**Selected text**
About Milvus
Get Started
Concepts
User Guide
Models
Administration Guide
Tools
Integrations
Tutorials
FAQs
API Reference

Home
Docs
User Guide
Advanced Features
Scalar Filtering Rules

Scalar Filtering Rules

Overview

A predicate expression outputs a boolean value. Milvus conducts scalar filtering by searching with predicates. A predicate expression, when evaluated, returns either TRUE or FALSE. View Python SDK API Reference for instruction on using predicate expressions.

EBNF grammar rules describe boolean expressions rules:

Expr = LogicalExpr | NIL
LogicalExpr = LogicalExpr BinaryLogicalOp LogicalExpr 
              | UnaryLogicalOp LogicalExpr
              | "(" LogicalExpr ")"
              | SingleExpr;
BinaryLogicalOp = "&&" | "and" | "||" | "or";
UnaryLogicalOp = "not";
SingleExpr = TermExpr | CompareExpr;
TermExpr = IDENTIFIER "in" ConstantArray;
Constant = INTEGER | FLOAT
ConstantExpr = Constant
               | ConstantExpr BinaryArithOp ConstantExpr
               | UnaryArithOp ConstantExpr;
                                                          
ConstantArray = "[" ConstantExpr { "," ConstantExpr } "]";
UnaryArithOp = "+" | "-"
BinaryArithOp = "+" | "-" | "*" | "/" | "%" | "**";
CompareExpr = IDENTIFIER CmpOp IDENTIFIER
              | IDENTIFIER CmpOp ConstantExpr
              | ConstantExpr CmpOp IDENTIFIER
              | ConstantExpr CmpOpRestricted IDENTIFIER CmpOpRestricted ConstantExpr;
CmpOpRestricted = "<" | "<=";
CmpOp = ">" | ">=" | "<" | "<=" | "=="| "!=";
MatchOp = "like" | "LIKE";
JsonArrayOps = JsonDefs "(" IDENTIFIER "," JsonExpr | JsonArray ")";
JsonArrayDefs = "json_contains" | "JSON_CONTAINS" 
           | "json_contains_all" | "JSON_CONTAINS_ALL" 
           | "json_contains_any" | "JSON_CONTAINS_ANY";
JsonExpr =  Constant | ConstantArray | STRING | BOOLEAN;
JsonArray = "[" JsonExpr { "," JsonExpr } "]";
ArrayOps = ArrayDefs "(" IDENTIFIER "," ArrayExpr | Array ")";
ArrayDefs = "array_contains" | "ARRAY_CONTAINS" 
           | "array_contains_all" | "ARRAY_CONTAINS_ALL" 
           | "array_contains_any" | "ARRAY_CONTAINS_ANY"
           | "array_length"       | "ARRAY_LENGTH";
ArrayExpr =  Constant | ConstantArray | STRING | BOOLEAN;
Array = "[" ArrayExpr { "," ArrayExpr } "]";

The following table lists the description of each symbol mentioned in the above Boolean expression rules.

Notation	Description
=	Definition.
,	Concatenation.
;	Termination.
\|	Alternation.
{…}	Repetition.
(…)	Grouping.
NIL	Empty. The expression can be an empty string.

**The tasks**
1. Select every line of the records that contains the string "field", treating uppercase and lowercase as different.
2. Resume the Milvus scalar filtering page from the point where it stops.
The Milvus scalar filtering page and the records are unrelated to each other.

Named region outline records
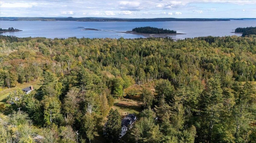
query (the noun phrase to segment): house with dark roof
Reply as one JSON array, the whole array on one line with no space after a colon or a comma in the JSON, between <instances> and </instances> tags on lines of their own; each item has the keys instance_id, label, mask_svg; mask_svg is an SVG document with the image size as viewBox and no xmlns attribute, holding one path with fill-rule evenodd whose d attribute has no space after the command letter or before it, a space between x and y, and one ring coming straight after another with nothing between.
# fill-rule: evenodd
<instances>
[{"instance_id":1,"label":"house with dark roof","mask_svg":"<svg viewBox=\"0 0 256 143\"><path fill-rule=\"evenodd\" d=\"M30 87L26 87L22 89L22 91L26 92L26 94L28 94L33 90L34 90L34 89L33 88L33 86L32 85Z\"/></svg>"},{"instance_id":2,"label":"house with dark roof","mask_svg":"<svg viewBox=\"0 0 256 143\"><path fill-rule=\"evenodd\" d=\"M124 118L121 120L121 126L122 127L120 134L120 138L122 138L124 135L128 131L128 130L132 128L133 126L133 123L137 120L137 118L134 114L129 114ZM103 134L105 135L106 133L105 131L106 124L104 125L104 127L102 129L103 130Z\"/></svg>"},{"instance_id":3,"label":"house with dark roof","mask_svg":"<svg viewBox=\"0 0 256 143\"><path fill-rule=\"evenodd\" d=\"M120 138L122 138L127 132L128 130L133 127L133 123L137 120L137 118L134 114L129 114L121 120L122 127Z\"/></svg>"}]
</instances>

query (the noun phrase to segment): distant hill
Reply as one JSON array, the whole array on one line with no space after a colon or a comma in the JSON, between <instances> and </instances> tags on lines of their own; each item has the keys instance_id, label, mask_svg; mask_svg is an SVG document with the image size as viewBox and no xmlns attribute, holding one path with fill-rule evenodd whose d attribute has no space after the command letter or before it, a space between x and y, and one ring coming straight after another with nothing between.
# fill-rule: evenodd
<instances>
[{"instance_id":1,"label":"distant hill","mask_svg":"<svg viewBox=\"0 0 256 143\"><path fill-rule=\"evenodd\" d=\"M0 20L10 21L76 21L85 22L144 22L163 21L229 21L229 19L222 18L122 18L102 17L2 17Z\"/></svg>"},{"instance_id":2,"label":"distant hill","mask_svg":"<svg viewBox=\"0 0 256 143\"><path fill-rule=\"evenodd\" d=\"M238 27L236 29L235 32L243 33L242 36L244 37L247 35L256 34L256 27L247 27L242 28Z\"/></svg>"}]
</instances>

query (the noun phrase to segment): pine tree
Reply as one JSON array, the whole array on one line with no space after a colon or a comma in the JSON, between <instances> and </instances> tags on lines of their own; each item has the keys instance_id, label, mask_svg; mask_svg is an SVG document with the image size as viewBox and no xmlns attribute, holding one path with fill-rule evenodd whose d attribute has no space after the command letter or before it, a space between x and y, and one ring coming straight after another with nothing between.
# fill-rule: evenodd
<instances>
[{"instance_id":1,"label":"pine tree","mask_svg":"<svg viewBox=\"0 0 256 143\"><path fill-rule=\"evenodd\" d=\"M107 117L106 123L106 137L111 142L117 142L121 132L121 117L117 109L111 108Z\"/></svg>"},{"instance_id":2,"label":"pine tree","mask_svg":"<svg viewBox=\"0 0 256 143\"><path fill-rule=\"evenodd\" d=\"M208 126L207 139L208 142L211 142L213 128L215 124L219 121L220 112L223 106L222 90L220 86L218 76L211 78L201 97L202 114L205 118L204 120L205 120L206 124L208 124L206 125Z\"/></svg>"}]
</instances>

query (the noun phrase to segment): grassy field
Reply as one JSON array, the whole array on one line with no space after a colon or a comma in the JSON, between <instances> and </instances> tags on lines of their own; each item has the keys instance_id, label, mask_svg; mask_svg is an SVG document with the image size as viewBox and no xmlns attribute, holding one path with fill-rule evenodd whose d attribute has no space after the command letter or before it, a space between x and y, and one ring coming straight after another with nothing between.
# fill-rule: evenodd
<instances>
[{"instance_id":1,"label":"grassy field","mask_svg":"<svg viewBox=\"0 0 256 143\"><path fill-rule=\"evenodd\" d=\"M117 100L114 103L113 108L117 109L122 115L123 112L127 112L129 114L138 115L141 111L141 103L135 100L124 99Z\"/></svg>"},{"instance_id":2,"label":"grassy field","mask_svg":"<svg viewBox=\"0 0 256 143\"><path fill-rule=\"evenodd\" d=\"M33 87L35 89L38 89L40 87L40 84L41 82L39 80L37 80L35 81L30 81L28 83L24 83L17 87L15 87L12 88L5 89L2 91L0 91L0 104L5 104L8 105L6 103L6 98L10 92L12 92L15 90L17 88L19 88L23 89L27 87L30 86L31 85L33 86Z\"/></svg>"}]
</instances>

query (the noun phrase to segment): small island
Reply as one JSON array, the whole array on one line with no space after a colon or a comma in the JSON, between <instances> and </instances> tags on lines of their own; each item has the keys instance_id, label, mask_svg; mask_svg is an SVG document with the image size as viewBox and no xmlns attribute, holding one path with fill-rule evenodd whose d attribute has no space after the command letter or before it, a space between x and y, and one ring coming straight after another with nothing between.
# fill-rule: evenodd
<instances>
[{"instance_id":1,"label":"small island","mask_svg":"<svg viewBox=\"0 0 256 143\"><path fill-rule=\"evenodd\" d=\"M235 30L234 33L243 33L242 35L242 37L251 35L256 35L256 27L238 27Z\"/></svg>"},{"instance_id":2,"label":"small island","mask_svg":"<svg viewBox=\"0 0 256 143\"><path fill-rule=\"evenodd\" d=\"M94 30L105 31L106 32L114 32L118 33L137 34L138 35L142 35L146 38L148 37L170 37L170 35L172 35L186 34L185 34L183 33L177 33L176 31L174 30L150 27L137 28L133 29L131 31L126 31L125 32L116 31L109 30L106 30L92 28L85 28L83 29L82 30Z\"/></svg>"},{"instance_id":3,"label":"small island","mask_svg":"<svg viewBox=\"0 0 256 143\"><path fill-rule=\"evenodd\" d=\"M4 32L15 32L16 31L22 31L22 30L21 30L19 29L17 29L16 28L14 28L13 27L11 27L9 28L8 28L8 29L2 29L2 28L0 28L0 33L4 33Z\"/></svg>"},{"instance_id":4,"label":"small island","mask_svg":"<svg viewBox=\"0 0 256 143\"><path fill-rule=\"evenodd\" d=\"M133 29L132 31L140 33L162 34L176 34L176 31L163 28L158 28L149 26L137 27Z\"/></svg>"}]
</instances>

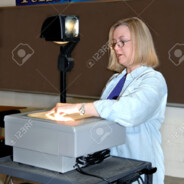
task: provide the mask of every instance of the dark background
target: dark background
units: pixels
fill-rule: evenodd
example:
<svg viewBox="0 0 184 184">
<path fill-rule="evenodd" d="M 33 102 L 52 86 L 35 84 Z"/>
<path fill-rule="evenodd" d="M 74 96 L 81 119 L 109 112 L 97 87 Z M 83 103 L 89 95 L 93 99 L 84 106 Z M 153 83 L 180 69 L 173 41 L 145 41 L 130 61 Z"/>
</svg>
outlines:
<svg viewBox="0 0 184 184">
<path fill-rule="evenodd" d="M 132 0 L 0 8 L 0 90 L 59 94 L 60 47 L 40 38 L 43 21 L 56 14 L 80 17 L 81 40 L 72 53 L 67 93 L 99 97 L 112 75 L 106 69 L 111 25 L 137 16 L 150 28 L 165 76 L 170 103 L 184 103 L 184 1 Z M 26 44 L 26 45 L 23 45 Z M 17 53 L 30 58 L 23 63 Z M 170 57 L 169 58 L 169 53 Z M 14 55 L 14 58 L 12 58 Z M 180 59 L 180 60 L 179 60 Z"/>
</svg>

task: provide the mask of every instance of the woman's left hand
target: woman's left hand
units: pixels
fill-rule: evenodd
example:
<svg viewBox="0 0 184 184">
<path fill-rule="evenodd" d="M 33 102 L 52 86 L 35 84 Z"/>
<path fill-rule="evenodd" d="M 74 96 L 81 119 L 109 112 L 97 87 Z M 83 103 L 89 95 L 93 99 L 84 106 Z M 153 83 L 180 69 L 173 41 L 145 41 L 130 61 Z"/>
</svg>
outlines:
<svg viewBox="0 0 184 184">
<path fill-rule="evenodd" d="M 61 118 L 66 114 L 73 114 L 79 112 L 78 104 L 68 104 L 68 103 L 57 103 L 56 106 L 47 112 L 46 116 L 49 118 L 61 120 Z"/>
</svg>

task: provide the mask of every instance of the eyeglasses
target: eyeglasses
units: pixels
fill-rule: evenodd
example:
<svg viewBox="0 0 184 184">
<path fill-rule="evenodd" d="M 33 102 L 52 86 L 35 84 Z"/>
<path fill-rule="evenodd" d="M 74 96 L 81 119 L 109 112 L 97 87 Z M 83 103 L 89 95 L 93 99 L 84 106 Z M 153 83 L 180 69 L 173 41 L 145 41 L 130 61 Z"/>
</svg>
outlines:
<svg viewBox="0 0 184 184">
<path fill-rule="evenodd" d="M 122 48 L 122 47 L 125 46 L 125 43 L 126 43 L 126 42 L 129 42 L 129 41 L 131 41 L 131 40 L 120 40 L 120 41 L 118 41 L 118 42 L 116 42 L 116 43 L 112 43 L 112 44 L 110 45 L 110 47 L 111 47 L 112 49 L 114 49 L 115 46 L 116 46 L 116 44 L 117 44 L 117 46 L 118 46 L 119 48 Z"/>
</svg>

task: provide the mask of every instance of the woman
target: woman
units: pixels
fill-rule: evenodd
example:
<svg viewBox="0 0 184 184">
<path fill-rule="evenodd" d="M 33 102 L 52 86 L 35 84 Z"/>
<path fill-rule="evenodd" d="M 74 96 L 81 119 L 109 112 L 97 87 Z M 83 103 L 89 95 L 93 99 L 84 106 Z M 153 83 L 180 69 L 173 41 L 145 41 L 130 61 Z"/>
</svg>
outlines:
<svg viewBox="0 0 184 184">
<path fill-rule="evenodd" d="M 151 162 L 157 167 L 153 183 L 163 184 L 160 128 L 167 85 L 162 74 L 153 69 L 159 62 L 150 31 L 136 17 L 120 20 L 110 29 L 109 45 L 108 68 L 117 73 L 108 81 L 101 99 L 85 104 L 58 103 L 48 115 L 54 113 L 60 118 L 65 113 L 80 112 L 125 126 L 126 143 L 113 147 L 111 154 Z"/>
</svg>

**The replies**
1.
query (the noun phrase to segment): grassy field
[{"instance_id":1,"label":"grassy field","mask_svg":"<svg viewBox=\"0 0 256 143\"><path fill-rule=\"evenodd\" d=\"M117 100L114 103L113 108L117 109L122 115L123 112L127 112L129 114L138 115L141 111L141 103L135 100L124 99Z\"/></svg>"},{"instance_id":2,"label":"grassy field","mask_svg":"<svg viewBox=\"0 0 256 143\"><path fill-rule=\"evenodd\" d=\"M33 87L35 89L38 89L40 87L40 84L41 82L39 80L37 80L35 81L30 81L28 83L24 83L17 87L15 87L12 88L5 89L2 91L0 91L0 104L5 104L8 105L6 103L6 98L10 92L12 92L15 90L17 88L19 88L23 89L27 87L30 86L31 85L33 86Z\"/></svg>"}]

2.
INTEGER	Integers such as 1, 2, 3.
FLOAT	Float numbers such as 1.0, 2.0.
CONST	Integers or float numbers.
IDENTIFIER	Identifier. In Milvus, the IDENTIFIER represents the field name.
LogicalOp	A LogicalOp is a logical operator that supports combining more than one relational operation in one comparison. Returned value of a LogicalOp is either TRUE (1) or FALSE (0). There are two types of LogicalOps, including BinaryLogicalOps and UnaryLogicalOps.
UnaryLogicalOp	UnaryLogicalOp refers to the unary logical operator "not".
BinaryLogicalOp	Binary logical operators that perform actions on two operands. In a complex expression with two or more operands, the order of evaluation depends on precedence rules.
ArithmeticOp	An ArithmeticOp, namely an arithmetic operator, performs mathematical operations such as addition and subtraction on operands.
UnaryArithOp	A UnaryArithOp is an arithmetic operator that performs an operation on a single operand. The negative UnaryArithOp changes a positive expression into a negative one, or the other way round.
BinaryArithOp	A BinaryArithOp, namely a binary operator, performs operations on two operands. In a complex expression with two or more operands, the order of evaluation depends on precedence rules.
CmpOp	CmpOp is a relational operator that perform actions on two operands.
CmpOpRestricted	CmpOpRestricted is restricted to “Less than” and "Equal".
ConstantExpr	ConstantExpr can be a Constant or a BinaryArithOp on two ConstExprs or a UnaryArithOp on a single ConstantExpr. It is defined recursively.
ConstantArray	ConstantArray is wrapped by square brackets, and ConstantExpr can be repeated in the square brackets. ConstArray must include at least one ConstantExpr.
TermExpr	TermExpr is used to check whether the value of an IDENTIFIER appears in a ConstantArray. TermExpr is represented by "in".
CompareExpr	A CompareExpr, namely comparison expression can be relational operations on two IDENTIFIERs, or relational operations on one IDENTIFIER and one ConstantExpr, or ternary operation on two ConstantExprs and one IDENTIFIER.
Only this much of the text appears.